Reading passage:
-=-=-=-=-

How do I easily repair a single unreadable block on a Linux disk?

My Linux system has started throwing SMART errors in the syslog. I tracked it down and believe the problem is a single block on the disk. How do I go about easily getting the disk to reallocate that one block? I'd like to know what file got destroyed in the process. (I'm aware that if one block fails on a disk others are likely to follow; I have a good ongoing backup and just want to try to keep this disk working.)

Searching the web leads to the Bad block HOWTO, which describes a manual process on an unmounted disk. It seems complicated and error-prone. Is there a tool to automate this process in Linux? My only other option is the manufacturer's diagnostic tool, but I presume that'll clobber the bad block without any reporting on what got destroyed. Worst case, it might be filesystem metadata.

The disk in question is the primary system partition. Using ext3fs and LVM. Here's the error log from syslog and the relevant bit from smartctl.

smartd[5226]: Device: /dev/hda, 1 Currently unreadable (pending) sectors

Error 1 occurred at disk power-on lifetime: 17449 hours (727 days + 1 hours)
... Error: UNC at LBA = 0x00d39eee = 13868782

There's a full smartctl dump on pastebin.


Solution 1:

You could try hdparm --write-sector <LBA> /dev/ice.

I don't know any other way of doing this - you need to manually convert the LBA into filesystem blocks (as you've already found)

Solution 2:

I used to write disk firmware for WD, and I once wrote the firmware which reassigned bad blocks.

-=-=-=-=-

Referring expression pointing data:
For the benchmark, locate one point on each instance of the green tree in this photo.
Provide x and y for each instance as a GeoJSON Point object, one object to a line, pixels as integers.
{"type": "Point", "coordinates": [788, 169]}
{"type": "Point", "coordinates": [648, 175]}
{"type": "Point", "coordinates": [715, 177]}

-=-=-=-=-

Work order 1:
In the text on repairing an unreadable disk block, replace "syslog" with "system log" throughout the passage from "Searching the web" up to and including "days + 1 hours)", and write out that passage.
Work order 2:
Answer these questions on the text about repairing an unreadable disk block:
(a) Which filesystem does the primary system partition use?
(b) What hdparm command does Solution 1 suggest?
(c) For which company did the author of Solution 2 write disk firmware?

Exercise solution 1:
Searching the web leads to the Bad block HOWTO, which describes a manual process on an unmounted disk. It seems complicated and error-prone. Is there a tool to automate this process in Linux? My only other option is the manufacturer's diagnostic tool, but I presume that'll clobber the bad block without any reporting on what got destroyed. Worst case, it might be filesystem metadata.

The disk in question is the primary system partition. Using ext3fs and LVM. Here's the error log from system log and the relevant bit from smartctl.

smartd[5226]: Device: /dev/hda, 1 Currently unreadable (pending) sectors

Error 1 occurred at disk power-on lifetime: 17449 hours (727 days + 1 hours)

Exercise solution 2:
(a) ext3fs, with LVM.
(b) hdparm --write-sector <LBA> /dev/ice
(c) WD.